* _What to work on_
- a) Can you write out the Bongcheon-dong passage from "Bongcheon-dong is a" up to and including "(dong) in Bongcheon."?
- b) What comes next in the Bongcheon-dong passage? Continue that text from the point where it stops.

[Document section Boundary: Start]

Neighborhood in Seoul, South Korea

Bongcheon-dong is a statutory division of Gwanak District, Seoul, South Korea. Its name means "enshrining heaven" which was derived from its location, northern skirt of Mt. Gwanak, stretching to the mountain ridge. It consists of 9 administrative neighborhoods. The district office of Gwanak is located in Bongcheon.

==Administrative divisions==
As of September 2008, there are 9 administrative neighborhoods (dong) in Bongcheon.

[Document section Boundary: End]
[Record extracts Boundary: Start]

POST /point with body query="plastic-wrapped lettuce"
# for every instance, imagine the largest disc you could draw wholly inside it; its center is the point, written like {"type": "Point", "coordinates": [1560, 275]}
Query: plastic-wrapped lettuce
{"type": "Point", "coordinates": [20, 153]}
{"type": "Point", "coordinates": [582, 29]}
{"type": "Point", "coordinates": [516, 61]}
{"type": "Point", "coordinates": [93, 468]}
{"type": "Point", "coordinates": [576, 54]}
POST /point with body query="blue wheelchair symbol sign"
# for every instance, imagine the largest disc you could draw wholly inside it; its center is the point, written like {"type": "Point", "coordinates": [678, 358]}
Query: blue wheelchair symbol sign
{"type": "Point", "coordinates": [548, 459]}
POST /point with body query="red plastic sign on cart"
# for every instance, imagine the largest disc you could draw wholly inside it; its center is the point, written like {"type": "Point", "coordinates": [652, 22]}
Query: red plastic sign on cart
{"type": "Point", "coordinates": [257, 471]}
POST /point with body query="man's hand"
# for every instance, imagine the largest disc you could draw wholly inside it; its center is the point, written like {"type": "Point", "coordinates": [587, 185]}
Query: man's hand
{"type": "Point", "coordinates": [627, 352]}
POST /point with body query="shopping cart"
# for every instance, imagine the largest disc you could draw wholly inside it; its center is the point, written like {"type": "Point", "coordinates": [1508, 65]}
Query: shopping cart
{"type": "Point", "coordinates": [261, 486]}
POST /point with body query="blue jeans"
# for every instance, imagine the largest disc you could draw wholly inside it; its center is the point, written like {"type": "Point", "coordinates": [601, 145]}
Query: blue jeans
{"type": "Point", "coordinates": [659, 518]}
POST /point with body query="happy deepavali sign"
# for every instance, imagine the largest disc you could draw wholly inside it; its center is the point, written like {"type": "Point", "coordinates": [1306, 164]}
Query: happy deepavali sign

[Record extracts Boundary: End]

* _Responses by task_
- a)
Bongcheon-dong is a statutory division of Gwanak District, Seoul, South Korea. Its name means "enshrining heaven" which was derived from its location, northern skirt of Mt. Gwanak, stretching to the mountain ridge. It consists of 9 administrative neighborhoods. The district office of Gwanak is located in Bongcheon.

==Administrative divisions==
As of September 2008, there are 9 administrative neighborhoods (dong) in Bongcheon.

- b)
"Bongsari" = Bongcheon Sageori

| Name | Hangul | Hanja |
|---|---|---|
| Euncheon | 은천 | 殷川 |
| Seonghyeon | 성현 | 成賢 |
| Cheongnyong | 청룡 | 靑龍 |
| Boramae | 보라매 | No Chinese Characters notation |
| Cheongnim | 청림 | 靑林 |
| Haengun | 행운 | 幸運 |
| Nakseongdae | 낙성대 | 落星垈 |
| Jungang | 중앙 | 中央 |
| Inheon | 인헌 | 仁憲 |

== In popular culture ==
The division is where the 2011 webtoon "Bongcheon-Dong Ghost" is set. It is also the home of Jang Geum-ja (Player 149) and Park Yong-sik (Player 007) in Squid Game (season 2).